**Exercise prompt:** Locate each line in the entries that contains the word "green" and copy those lines out in full.

**Listed entries:**
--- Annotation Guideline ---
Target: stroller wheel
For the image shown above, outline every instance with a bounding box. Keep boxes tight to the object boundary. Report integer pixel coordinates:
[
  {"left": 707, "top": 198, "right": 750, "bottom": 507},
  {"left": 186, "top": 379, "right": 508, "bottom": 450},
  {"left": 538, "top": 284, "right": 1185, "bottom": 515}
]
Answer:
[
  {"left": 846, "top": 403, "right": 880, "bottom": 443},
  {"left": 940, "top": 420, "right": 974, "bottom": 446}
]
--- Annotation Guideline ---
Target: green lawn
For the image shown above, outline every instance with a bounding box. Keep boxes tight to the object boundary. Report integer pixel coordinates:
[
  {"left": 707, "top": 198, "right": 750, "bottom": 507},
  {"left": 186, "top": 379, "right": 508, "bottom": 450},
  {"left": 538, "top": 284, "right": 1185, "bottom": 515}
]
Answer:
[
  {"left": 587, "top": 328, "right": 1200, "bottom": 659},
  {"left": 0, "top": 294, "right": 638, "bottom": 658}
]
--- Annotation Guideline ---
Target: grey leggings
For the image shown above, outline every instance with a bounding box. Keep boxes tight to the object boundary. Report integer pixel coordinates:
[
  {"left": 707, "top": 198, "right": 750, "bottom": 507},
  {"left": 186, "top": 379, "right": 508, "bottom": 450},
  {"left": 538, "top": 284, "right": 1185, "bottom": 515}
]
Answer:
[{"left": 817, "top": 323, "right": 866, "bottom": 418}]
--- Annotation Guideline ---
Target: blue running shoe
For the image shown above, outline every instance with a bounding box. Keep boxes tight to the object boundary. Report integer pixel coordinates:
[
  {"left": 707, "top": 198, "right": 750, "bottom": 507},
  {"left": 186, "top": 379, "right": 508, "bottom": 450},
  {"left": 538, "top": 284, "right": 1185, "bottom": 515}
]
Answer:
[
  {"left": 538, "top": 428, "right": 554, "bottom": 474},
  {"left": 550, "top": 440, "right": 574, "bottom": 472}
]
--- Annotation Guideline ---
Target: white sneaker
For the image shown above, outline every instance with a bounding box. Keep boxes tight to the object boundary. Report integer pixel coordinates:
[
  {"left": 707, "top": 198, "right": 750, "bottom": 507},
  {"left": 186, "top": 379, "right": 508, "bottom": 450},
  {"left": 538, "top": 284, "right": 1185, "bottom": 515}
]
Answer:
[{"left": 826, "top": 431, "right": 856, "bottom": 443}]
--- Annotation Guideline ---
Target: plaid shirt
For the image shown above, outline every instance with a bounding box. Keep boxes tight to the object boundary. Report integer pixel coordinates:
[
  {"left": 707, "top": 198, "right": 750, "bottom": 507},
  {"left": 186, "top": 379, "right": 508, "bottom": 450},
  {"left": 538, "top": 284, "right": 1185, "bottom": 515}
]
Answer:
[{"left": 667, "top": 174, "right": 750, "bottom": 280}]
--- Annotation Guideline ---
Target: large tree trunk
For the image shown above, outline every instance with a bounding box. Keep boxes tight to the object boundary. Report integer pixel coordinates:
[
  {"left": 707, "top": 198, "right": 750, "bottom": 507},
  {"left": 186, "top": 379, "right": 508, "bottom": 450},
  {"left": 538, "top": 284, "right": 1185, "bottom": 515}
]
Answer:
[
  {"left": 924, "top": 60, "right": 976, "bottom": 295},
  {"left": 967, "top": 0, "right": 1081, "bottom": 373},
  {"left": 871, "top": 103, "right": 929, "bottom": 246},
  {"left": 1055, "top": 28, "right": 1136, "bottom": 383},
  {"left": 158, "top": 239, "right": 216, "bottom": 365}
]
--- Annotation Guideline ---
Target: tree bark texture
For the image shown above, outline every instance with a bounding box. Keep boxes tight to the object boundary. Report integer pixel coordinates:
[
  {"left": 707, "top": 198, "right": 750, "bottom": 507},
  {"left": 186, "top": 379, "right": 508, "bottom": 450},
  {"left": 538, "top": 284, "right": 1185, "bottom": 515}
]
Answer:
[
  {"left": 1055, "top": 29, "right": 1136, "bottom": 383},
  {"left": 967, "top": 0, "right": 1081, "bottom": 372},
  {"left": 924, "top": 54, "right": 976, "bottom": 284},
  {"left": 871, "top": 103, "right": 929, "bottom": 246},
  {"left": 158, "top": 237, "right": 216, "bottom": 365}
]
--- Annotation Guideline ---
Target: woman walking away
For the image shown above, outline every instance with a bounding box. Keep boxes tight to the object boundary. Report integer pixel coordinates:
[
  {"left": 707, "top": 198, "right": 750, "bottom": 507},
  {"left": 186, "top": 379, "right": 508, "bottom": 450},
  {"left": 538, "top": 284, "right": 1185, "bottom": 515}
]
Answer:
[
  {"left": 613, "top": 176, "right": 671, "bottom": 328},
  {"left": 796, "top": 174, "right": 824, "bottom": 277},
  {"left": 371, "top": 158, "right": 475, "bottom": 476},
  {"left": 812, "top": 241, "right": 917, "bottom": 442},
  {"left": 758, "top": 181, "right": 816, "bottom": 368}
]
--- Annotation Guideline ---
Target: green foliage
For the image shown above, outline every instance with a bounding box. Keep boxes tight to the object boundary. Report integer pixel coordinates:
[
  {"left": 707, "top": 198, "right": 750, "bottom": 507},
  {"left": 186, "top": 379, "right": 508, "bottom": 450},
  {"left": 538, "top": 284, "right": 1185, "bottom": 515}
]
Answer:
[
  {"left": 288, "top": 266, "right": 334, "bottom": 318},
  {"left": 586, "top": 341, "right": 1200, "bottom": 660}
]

**Task solution:**
Target: green lawn
Target: green foliage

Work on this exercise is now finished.